**EXERCISES**
1: Reproduce word for word the passage of the Moby architecture page below, from "System architecture and" up to and including "process isolation features.".
2: According to the Moby architecture page below, what are the templates called that containers are created from?
3: List every kind of local Docker object that the Moby architecture page below says the daemon manages.

**PAGE**
----------

Moby - From Vision to Architecture
Previously we discussed what the Moby project is, how it relates to its downstream product Docker and how its vision helped shape the modern containerization ecosystem. This time we will discuss the architectural decisions made by the Docker team and describe the structure of the ecosystem.
Although Docker can work with many operating systems that provide process isolation capabilities, the rest of the essay will be mainly presented from the perspective of the Linux container variant since it’s most well studied and most widely used.
System architecture and design principles
The architecture of the Moby project1 revolves around the concept of the Docker daemon - the process that governs all the aspects of the container lifecycle and provides a layer of abstraction on top of the operating system’s process isolation features.
The containers are created from templates called images. Each image consists of layers, which are combined during container creation. They form a filesystem that the processes inside of the container will access instead of the host one. This means that unless specific host filesystem directories are explicitly mapped to the container ones, the processes running inside it will have no possibility of accessing the host files. What’s more, whenever the containerized process tries to execute another binary or use the shared library, it will use the container version instead of the host one. The host operating system does not even have to have such binaries or libraries installed. The containerization makes it so that from the perspective of the process, its environment looks like a dedicated virtual machine - not only it has no access to the host’s filesystem and the devices, processes, and other functionalities that could be isolated.
The immutability of the images and the lightweightness of the container creation process resulted in treating containers as ephemeral beings. Instead of modifying the container’s content manually, it is more feasible to make these changes in the image’s Dockerfile instead and then recreate the container. This is especially important when containers are deployed in bulk on multiple machines. The fact that the images can be defined as Dockerfiles allows storing and versioning them in the code repositories was a huge step in popularizing infrastructure as a code (IaaC) approach.
Containers view
The Docker engine consists of two primary containers. It employs a server-client structure - the daemon implements the functionality, and the CLI functions as its interface. The daemon manages local Docker objects like images, containers, networks, and volumes2. By exposing the standardized API, the daemon allows the CLI and other programs to interact with it - for example, when forming a cluster of daemons.

----------

**DATASET EXTRACT**
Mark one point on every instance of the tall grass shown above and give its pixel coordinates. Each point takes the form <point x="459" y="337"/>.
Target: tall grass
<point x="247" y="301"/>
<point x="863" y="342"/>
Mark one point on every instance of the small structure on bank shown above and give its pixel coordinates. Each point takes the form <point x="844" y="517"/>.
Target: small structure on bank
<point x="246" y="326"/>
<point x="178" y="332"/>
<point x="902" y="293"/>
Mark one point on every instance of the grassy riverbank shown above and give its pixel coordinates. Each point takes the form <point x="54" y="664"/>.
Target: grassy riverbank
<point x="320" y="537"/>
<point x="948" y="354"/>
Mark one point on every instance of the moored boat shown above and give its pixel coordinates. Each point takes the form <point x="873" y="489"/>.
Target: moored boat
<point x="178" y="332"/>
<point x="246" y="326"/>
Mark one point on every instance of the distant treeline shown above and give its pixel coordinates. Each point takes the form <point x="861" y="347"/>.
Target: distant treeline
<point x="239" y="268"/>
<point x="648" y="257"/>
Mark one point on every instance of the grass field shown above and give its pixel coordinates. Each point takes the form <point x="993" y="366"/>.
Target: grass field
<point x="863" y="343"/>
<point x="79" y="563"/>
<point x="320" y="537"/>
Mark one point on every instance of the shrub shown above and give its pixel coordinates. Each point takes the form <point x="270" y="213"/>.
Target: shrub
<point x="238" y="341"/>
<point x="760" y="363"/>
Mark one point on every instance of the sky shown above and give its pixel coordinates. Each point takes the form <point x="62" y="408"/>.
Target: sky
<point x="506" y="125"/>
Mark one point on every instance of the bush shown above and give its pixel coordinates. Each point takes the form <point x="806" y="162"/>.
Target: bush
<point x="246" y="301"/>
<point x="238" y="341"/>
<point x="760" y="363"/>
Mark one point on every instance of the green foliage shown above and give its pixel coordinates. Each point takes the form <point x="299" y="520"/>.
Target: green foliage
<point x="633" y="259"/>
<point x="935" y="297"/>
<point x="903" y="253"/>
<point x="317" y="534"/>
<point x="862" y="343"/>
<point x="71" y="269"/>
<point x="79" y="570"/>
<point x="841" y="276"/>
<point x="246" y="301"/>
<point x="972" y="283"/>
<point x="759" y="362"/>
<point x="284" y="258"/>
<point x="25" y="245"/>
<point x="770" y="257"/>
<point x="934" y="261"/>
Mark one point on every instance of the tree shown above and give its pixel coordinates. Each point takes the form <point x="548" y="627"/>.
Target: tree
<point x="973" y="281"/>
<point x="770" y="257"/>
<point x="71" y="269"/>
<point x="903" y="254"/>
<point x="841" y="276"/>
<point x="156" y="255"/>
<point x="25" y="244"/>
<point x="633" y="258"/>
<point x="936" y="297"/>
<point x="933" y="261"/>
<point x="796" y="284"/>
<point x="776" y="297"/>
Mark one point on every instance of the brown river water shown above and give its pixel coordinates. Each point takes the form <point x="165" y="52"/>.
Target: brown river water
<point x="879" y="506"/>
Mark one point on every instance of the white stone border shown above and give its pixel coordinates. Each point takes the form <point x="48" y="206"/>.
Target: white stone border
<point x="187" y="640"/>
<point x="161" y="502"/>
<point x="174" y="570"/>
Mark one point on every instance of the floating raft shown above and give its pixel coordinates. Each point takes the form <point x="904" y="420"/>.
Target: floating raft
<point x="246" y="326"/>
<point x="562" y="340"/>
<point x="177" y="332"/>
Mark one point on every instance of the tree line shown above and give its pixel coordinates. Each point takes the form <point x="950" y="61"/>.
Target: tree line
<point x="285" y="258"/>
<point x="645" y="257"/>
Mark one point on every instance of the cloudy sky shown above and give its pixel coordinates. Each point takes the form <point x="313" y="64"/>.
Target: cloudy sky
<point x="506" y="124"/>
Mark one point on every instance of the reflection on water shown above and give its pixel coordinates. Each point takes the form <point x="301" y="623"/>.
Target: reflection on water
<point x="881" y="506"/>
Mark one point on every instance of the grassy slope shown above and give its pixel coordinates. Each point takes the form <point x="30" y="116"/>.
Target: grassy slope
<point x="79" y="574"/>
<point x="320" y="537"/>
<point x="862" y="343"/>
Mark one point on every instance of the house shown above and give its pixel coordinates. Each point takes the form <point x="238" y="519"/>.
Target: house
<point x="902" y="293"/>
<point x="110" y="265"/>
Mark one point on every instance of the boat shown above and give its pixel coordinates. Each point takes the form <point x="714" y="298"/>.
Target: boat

----------

**ANSWERS BY TASK**
1:
System architecture and design principles
The architecture of the Moby project1 revolves around the concept of the Docker daemon - the process that governs all the aspects of the container lifecycle and provides a layer of abstraction on top of the operating system’s process isolation features.

2: Images

3: Images, containers, networks, volumes